BRANO DA LEGGERE:
==============================
Ripensare la moda e salvare il pianeta, le giornate di Fashion For Future a Bolzano

“Possiamo salvare il mondo ogni volta che apriamo il nostro armadio”. Si potrebbe titolare così, parafrasando il celebre saggio di Jonathan Safran Foer sulla crisi ambientale (Possiamo salvare il mondo, prima di cena) il programma che dal 27 aprile al 6 maggio prossimo animerà gli eventi di “Fashion For Future” a Bolzano, una serie di giornate d’azione per sottolineare l’importanza di una produzione tessile equa e rispettosa dell’ambiente in Alto Adige. Fashion for future si ricollega al movimento internazionale Fashion Revolution, che da dieci anni si batte per vedere riconosciute condizioni di lavoro eque in tutto il mondo in seguito al disastro di Rana Plaza a Dacca in Bangladesh, in cui morirono oltre 1000 lavoratrici del settore tessile in seguito al crollo delle fabbriche tessili.
L’obiettivo è alto e, come spesso capita quando si parla di temi intorno alla crisi ambientale, ci si trova ad affrontare fatti e storie che non funzionano veramente: passato lo sdegno momentaneo di fronte a questa o quella piccola grande catastrofe naturale e non, si tende a mantenere le abitudini di sempre: “la crisi del pianeta non si è dimostrata una buona storia. Non solo non riesce a convertirci, non riesce neppure a interessarci (…) Se una cricca di psicologi malvagi si fosse radunata in una base sottomarina segreta per ordire una crisi che l’umanità sarebbe stata irreparabilmente impreparata a fronteggiare, non avrebbe potuto escogitare di meglio dei cambiamenti climatici”  spiegava Foer nel saggio sopra citato. Tra chi non si scoraggia a raccontare storie poco facili c’è Susanne Barta, blogger Slow fashion, che da anni è impegnata fattivamente per la moda sostenibile, tra l’altro anche raccontando esperienze locali e internazionali sul suo blog, molto seguito. Insieme a Rete delle Botteghe del Mondo dell’Alto Adige, l’OEW-Organizzazione per Un mondo solidale, la facoltà di Design e Arte di unibz, Barta ha co-organizzato le iniziative di Fashion For Future, che vede uniti, per la prima volta, diversi attori e attrici attivi sul territorio per la moda sostenibile in un’iniziativa comune. “L’industria tessile è enorme e si caratterizza per lo sfruttamento delle risorse ambientali e umane – perché ancora molto viene prodotto a mano. Ed è orientata al profitto, che viene al primo posto. Dal fast fashion si sta passando all’ultra fast fashion: si produce a ritmo continuo; ci sono aziende che arrivano a produrre 52 collezioni all’anno, si basano sulle tendenze dei social e nel giro di pochissimi giorni sono in grado di sfornare nuove serie di abiti. Gran parte dei vestiti viene poi gettata via e distrutta andando a pesare per una seconda volta sull’impatto ambientale dei paesi del sud del mondo che l’hanno prodotta. Insomma, quello della moda è un sistema lineare e non circolare e non può funzionare a lungo in una società che deve affrontare il cambiamento climatico”, spiega Barta.
==============================
ESTRATTI DI DATI:
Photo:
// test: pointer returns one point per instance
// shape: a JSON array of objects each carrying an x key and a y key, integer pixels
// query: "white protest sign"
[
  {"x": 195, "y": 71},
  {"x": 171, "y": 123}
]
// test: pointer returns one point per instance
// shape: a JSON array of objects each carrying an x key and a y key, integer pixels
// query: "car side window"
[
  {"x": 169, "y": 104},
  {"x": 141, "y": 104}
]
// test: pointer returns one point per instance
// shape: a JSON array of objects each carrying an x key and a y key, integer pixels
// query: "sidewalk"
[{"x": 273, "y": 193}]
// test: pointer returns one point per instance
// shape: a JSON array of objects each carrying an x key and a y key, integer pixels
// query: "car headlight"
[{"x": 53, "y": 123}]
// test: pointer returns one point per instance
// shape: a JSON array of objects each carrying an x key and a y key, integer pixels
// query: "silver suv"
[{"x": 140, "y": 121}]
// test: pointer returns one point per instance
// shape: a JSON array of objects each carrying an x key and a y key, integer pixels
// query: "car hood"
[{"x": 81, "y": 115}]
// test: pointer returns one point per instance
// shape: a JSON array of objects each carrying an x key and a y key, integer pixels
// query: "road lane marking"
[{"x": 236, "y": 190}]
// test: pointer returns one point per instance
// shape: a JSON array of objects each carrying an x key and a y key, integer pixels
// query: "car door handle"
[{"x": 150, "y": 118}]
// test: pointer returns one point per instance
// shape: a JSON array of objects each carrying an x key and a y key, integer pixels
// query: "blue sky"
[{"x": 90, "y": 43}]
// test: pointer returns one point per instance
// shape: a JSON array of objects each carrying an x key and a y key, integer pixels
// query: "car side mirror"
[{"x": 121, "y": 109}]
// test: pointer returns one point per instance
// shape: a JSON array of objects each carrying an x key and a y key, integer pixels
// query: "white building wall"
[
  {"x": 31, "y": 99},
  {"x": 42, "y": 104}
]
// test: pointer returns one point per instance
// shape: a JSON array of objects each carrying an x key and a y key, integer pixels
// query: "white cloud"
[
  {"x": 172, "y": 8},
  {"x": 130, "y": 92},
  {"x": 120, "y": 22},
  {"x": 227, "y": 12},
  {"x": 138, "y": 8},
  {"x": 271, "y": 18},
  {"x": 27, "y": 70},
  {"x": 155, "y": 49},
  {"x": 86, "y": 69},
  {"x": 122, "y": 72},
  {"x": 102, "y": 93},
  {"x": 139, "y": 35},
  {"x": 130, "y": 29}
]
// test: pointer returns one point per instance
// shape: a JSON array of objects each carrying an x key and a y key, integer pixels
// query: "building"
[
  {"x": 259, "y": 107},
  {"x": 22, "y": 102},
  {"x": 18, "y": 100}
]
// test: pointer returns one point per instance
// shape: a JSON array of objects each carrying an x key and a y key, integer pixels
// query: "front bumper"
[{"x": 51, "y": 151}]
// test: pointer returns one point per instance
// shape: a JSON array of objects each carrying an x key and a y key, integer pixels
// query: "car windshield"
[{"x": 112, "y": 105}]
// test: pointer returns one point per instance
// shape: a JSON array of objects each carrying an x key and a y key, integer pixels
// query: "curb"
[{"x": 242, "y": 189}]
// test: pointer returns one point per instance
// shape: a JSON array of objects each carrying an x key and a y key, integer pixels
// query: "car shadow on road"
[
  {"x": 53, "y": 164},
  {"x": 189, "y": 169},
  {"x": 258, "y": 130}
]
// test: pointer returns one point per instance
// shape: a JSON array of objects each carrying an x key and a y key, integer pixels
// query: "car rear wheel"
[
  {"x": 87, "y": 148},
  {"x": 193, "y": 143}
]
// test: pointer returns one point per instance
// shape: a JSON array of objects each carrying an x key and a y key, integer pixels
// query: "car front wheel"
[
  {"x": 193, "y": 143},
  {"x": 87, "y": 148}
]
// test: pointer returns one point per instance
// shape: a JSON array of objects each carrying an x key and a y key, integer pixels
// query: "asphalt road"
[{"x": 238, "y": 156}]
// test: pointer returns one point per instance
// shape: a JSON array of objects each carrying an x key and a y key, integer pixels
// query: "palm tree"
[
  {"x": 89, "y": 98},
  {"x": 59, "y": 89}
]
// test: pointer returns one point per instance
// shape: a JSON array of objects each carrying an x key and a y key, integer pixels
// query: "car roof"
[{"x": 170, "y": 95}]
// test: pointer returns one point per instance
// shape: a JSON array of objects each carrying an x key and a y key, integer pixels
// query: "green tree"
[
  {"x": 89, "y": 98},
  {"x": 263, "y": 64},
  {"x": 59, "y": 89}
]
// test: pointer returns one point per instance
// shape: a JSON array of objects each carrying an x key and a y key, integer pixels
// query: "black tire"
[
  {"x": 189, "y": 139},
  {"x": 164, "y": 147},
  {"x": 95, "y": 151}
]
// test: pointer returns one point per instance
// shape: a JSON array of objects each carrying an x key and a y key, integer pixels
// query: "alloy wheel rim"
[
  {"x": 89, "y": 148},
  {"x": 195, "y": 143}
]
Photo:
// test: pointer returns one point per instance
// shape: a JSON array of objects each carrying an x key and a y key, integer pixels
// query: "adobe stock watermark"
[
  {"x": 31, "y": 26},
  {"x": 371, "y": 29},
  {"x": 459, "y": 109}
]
==============================
CONSEGNA A: Spiega in una-tre frasi perché, secondo Barta nel brano, l'industria tessile sfrutta anche le risorse umane.
CONSEGNA B: Secondo il brano, quante collezioni all'anno arrivano a produrre alcune aziende?
I record non servono per svolgere questi compiti.

SOLUZIONE COMPLETA A: Secondo Barta, l'industria tessile sfrutta anche le risorse umane perché ancora molto viene prodotto a mano. Per questo lo sfruttamento riguarda sia le risorse ambientali sia quelle umane.

SOLUZIONE COMPLETA B: Alcune aziende arrivano a produrre 52 collezioni all'anno.